DOCUMENT EXTRACT:
■ ■ ■ ■ ■ ■ ■

# Any late season squirrel hunters?



## Specktur (Jun 10, 2009)

I have never hunted this late, but yesterday was 61 degrees with very light wind and thin clouds so I gave it a try. In four hours I saw about four squirrels (assuming i saw the same ones several times) running on the ground from tree to tree and across the harvested bean field between a steep tree-lined bank and a stream. Took a shot at some active ones out of my range, but it seemed like as I moved closer to them, the further away they got. The one I shot had moved quite close to me; maybe he was less concerned about my presence, having a little more cover between us. I have switched from a shotgun to a rifle now that the leaves are off. May give it another try this weekend if the weather is similar.


----------



## ironman172 (Apr 12, 2009)

they drive me nuts bow hunting for deer at my place.....there are so many (many limits could be had) that when the leaves are dry it is hard to know whether it's deer or squirrel till you see them ....haven't been hunted for over 30 years on my place..... past owner and now me....hoping the granddaughter will want to start


----------



## T-180 (Oct 18, 2005)

I get out a few times each year in the cold. I like it as well or better than early season as there's nobody around and squirrels are extremely active foraging for food. Now that the rut is winding down, I'll get out for a few, then hit then again after gun season. The population is off the charts around us, so might as well put several in the freezer.


----------



## FISNFOOL (May 12, 2009)

I hunt till the end of the season. They are very active in cold weather.


----------



## icingdeath (Jun 2, 2010)

nice hour out yesterday.just need snow!!


----------



## snag (Dec 27, 2005)

I was going to go today before the weather changes but ran out of time , so got a pic of a black the dogs treed in the yard, didn ,t have heart to get the nitro out and pop him , I can get him another time when neighbors aren,t out..

















Sent from my iPhone using Ohub Campfire


----------



## Bwana J (Sep 12, 2010)

icingdeath said:


> nice hour out yesterday.just need snow!!


Nice tree rats Ice. Like the rifle, if I laid mine beside yours you'd have to look real hard to tell any difference between them. I saw more squirrels during this deer season than I've ever seen before.

■ ■ ■ ■ ■ ■ ■

In the squirrel hunting thread, what did Specktur switch to now that the leaves are off?

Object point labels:
■ ■ ■ ■ ■ ■ ■

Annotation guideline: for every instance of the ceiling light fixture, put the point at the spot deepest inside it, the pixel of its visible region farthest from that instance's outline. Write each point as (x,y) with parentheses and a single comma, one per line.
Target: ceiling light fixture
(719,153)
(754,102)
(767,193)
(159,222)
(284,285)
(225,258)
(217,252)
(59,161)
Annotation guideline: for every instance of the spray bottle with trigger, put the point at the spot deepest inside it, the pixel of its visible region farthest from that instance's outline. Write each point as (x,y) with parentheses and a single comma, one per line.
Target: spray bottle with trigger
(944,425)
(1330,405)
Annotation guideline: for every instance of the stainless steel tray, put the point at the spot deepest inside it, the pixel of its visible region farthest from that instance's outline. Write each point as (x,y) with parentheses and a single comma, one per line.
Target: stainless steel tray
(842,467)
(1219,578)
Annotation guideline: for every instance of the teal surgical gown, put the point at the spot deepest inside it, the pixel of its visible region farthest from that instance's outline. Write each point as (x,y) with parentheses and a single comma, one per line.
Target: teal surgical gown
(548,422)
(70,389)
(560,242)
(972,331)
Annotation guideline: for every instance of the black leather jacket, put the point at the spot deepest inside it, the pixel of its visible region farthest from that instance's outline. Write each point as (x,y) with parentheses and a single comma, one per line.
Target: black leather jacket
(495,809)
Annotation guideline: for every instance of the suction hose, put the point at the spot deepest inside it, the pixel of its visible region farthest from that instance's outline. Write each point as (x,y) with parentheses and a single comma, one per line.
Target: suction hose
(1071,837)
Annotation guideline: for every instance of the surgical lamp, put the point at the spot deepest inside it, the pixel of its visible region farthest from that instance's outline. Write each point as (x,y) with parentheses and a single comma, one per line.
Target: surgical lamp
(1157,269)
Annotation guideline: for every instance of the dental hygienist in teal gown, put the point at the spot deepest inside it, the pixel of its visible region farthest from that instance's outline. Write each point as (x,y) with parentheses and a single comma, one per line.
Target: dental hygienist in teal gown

■ ■ ■ ■ ■ ■ ■

SOLUTION FOR THIS TASK: A rifle, replacing a shotgun.